Render each line of the rows below as one string in a JSON list, skipping blank lines and leaving out the pictures.

:: Records for processing ::

◇ ◇ ◇

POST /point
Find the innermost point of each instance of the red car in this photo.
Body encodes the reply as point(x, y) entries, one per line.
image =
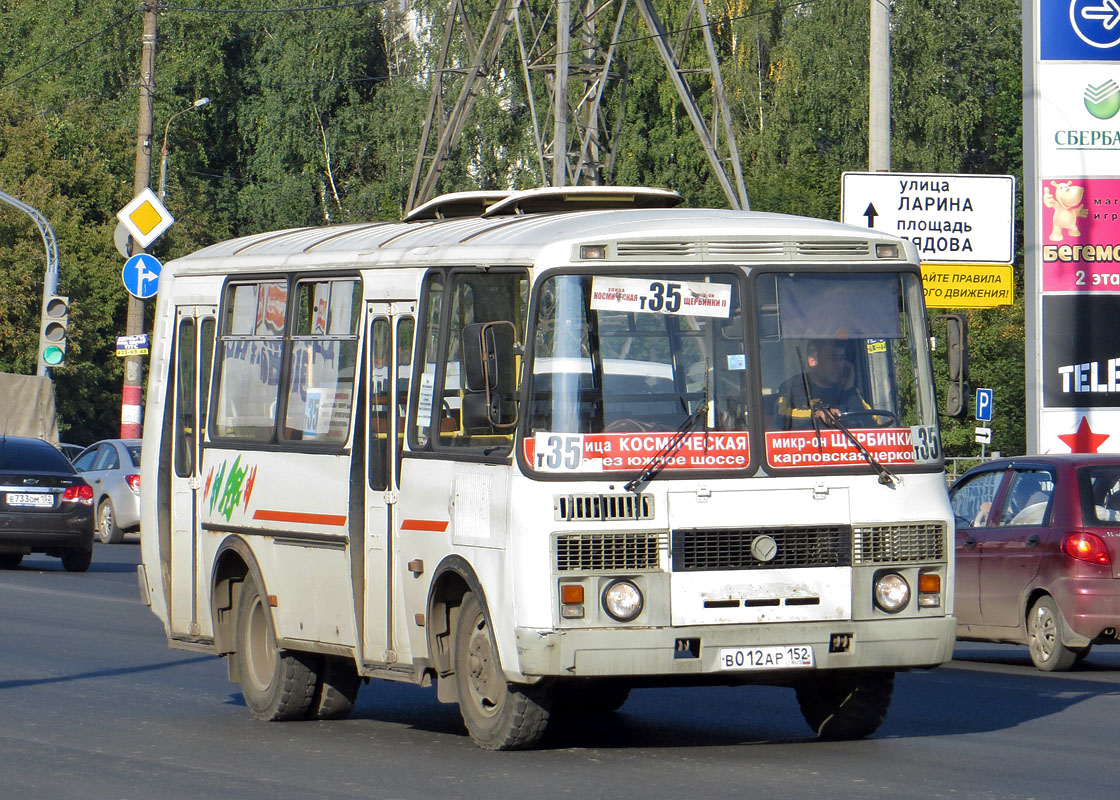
point(1038, 555)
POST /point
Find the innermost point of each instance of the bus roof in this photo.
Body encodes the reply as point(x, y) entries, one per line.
point(631, 235)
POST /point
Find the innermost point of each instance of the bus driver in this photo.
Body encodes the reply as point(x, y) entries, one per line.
point(831, 381)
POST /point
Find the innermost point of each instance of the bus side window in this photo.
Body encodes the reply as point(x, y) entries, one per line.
point(406, 331)
point(381, 403)
point(250, 355)
point(324, 354)
point(478, 297)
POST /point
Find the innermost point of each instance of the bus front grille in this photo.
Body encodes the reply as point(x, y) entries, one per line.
point(603, 508)
point(595, 552)
point(762, 548)
point(921, 541)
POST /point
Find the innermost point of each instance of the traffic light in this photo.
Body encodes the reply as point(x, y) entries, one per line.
point(53, 331)
point(957, 335)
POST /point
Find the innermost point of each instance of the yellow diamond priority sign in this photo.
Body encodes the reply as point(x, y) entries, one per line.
point(145, 217)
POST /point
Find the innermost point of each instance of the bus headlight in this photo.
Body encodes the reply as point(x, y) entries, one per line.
point(892, 592)
point(623, 601)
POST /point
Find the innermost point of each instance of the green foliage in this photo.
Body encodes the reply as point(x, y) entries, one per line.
point(316, 118)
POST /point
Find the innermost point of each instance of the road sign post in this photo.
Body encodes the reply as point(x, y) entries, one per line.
point(985, 398)
point(140, 276)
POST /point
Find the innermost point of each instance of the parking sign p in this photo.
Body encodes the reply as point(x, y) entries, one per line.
point(983, 405)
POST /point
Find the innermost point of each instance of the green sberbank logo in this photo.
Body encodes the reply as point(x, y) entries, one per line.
point(1103, 101)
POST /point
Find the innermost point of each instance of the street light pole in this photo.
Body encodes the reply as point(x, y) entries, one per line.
point(131, 391)
point(878, 132)
point(162, 152)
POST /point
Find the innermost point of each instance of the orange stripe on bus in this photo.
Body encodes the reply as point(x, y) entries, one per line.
point(299, 517)
point(437, 526)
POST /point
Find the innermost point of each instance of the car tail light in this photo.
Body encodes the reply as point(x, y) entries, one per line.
point(1085, 547)
point(78, 494)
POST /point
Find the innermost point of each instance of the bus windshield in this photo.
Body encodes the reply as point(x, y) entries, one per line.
point(622, 362)
point(845, 351)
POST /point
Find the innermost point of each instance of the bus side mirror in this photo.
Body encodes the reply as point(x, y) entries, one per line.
point(957, 340)
point(488, 365)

◇ ◇ ◇

:: Solution below ::
[
  "POST /point",
  "Find the innermost point of each instance of the red car in this photo.",
  "Body encodes the reply as point(x, y) entries, one per line.",
  "image =",
  "point(1038, 555)",
  "POST /point",
  "Find the innermost point of each instance of the bus roof in this photo.",
  "Body encodes the reply as point(x, y) entries, one per line.",
  "point(631, 235)",
  "POST /point",
  "Find the innermost point of each instance of the bus driver in this photo.",
  "Body encodes the reply as point(x, y) entries, one per line.",
  "point(831, 381)",
  "POST /point",
  "Find the innermost point of each instance of the bus side window in this photo.",
  "Body encodes the reply as point(x, y) entries, one per line.",
  "point(406, 331)",
  "point(381, 403)",
  "point(250, 355)",
  "point(324, 354)",
  "point(478, 297)",
  "POST /point",
  "Find the innermost point of each instance of the bus front grille in this photo.",
  "Body encodes the reply as point(x, y) entries, one per line.",
  "point(603, 508)",
  "point(595, 552)",
  "point(762, 548)",
  "point(921, 541)",
  "POST /point",
  "Find the innermost point of each instance of the traffic light in this photo.",
  "Body encodes the reply as point(x, y) entries, one per line.",
  "point(53, 331)",
  "point(957, 335)",
  "POST /point",
  "Find the innermost point of each instance of the yellow diamond priority sign in this photo.",
  "Body encodes the reply as point(x, y) entries, one per line.",
  "point(145, 217)",
  "POST /point",
  "Find the innermost point of each instance of the bus headlight in this photo.",
  "Body encodes the reply as point(x, y) entries, one per line.",
  "point(892, 592)",
  "point(623, 601)",
  "POST /point",
  "Find the innermost point of each instance of the green foliage in this photo.",
  "Body encodes the reply as point(x, y) entries, one per line.",
  "point(316, 118)",
  "POST /point",
  "Find the innermost point of each instance of the road sign post in this photo.",
  "Body encodes the reply as point(x, y) entries, one per line.",
  "point(985, 398)",
  "point(140, 276)",
  "POST /point",
  "Find the innermost point of each instance of the parking sign p in this photo.",
  "Body encodes the reply as point(x, y) entries, one per line.",
  "point(983, 405)",
  "POST /point",
  "Find the innermost point of each instance of the green sberbank logo in this photo.",
  "Body encodes the reply as point(x, y) entries, one per line.",
  "point(1103, 101)",
  "POST /point",
  "Find the innermost point of each instance of the street light pole in this photo.",
  "Body encodes the reply as point(x, y) entries, one per line.",
  "point(131, 391)",
  "point(878, 132)",
  "point(162, 152)",
  "POST /point",
  "Find the innermost point of each instance of the orange stripe on bus in this photo.",
  "Body encodes the reply as point(x, y) entries, one per line.",
  "point(299, 517)",
  "point(437, 526)",
  "POST /point",
  "Find the innermost point of each instance of the car tail light in this photo.",
  "Body encodes the reply as point(x, y) entries, one per line.",
  "point(1085, 547)",
  "point(78, 494)",
  "POST /point",
  "Find the innermost point of each instance of the bus windshield in this photo.",
  "Body encodes the reply as point(x, y) entries, one per line.",
  "point(622, 362)",
  "point(845, 351)",
  "POST /point",
  "Find the innermost point of each instance of the bus side mirror in this photo.",
  "Body encodes the reply as point(x, y) entries, one per line.",
  "point(957, 340)",
  "point(488, 365)"
]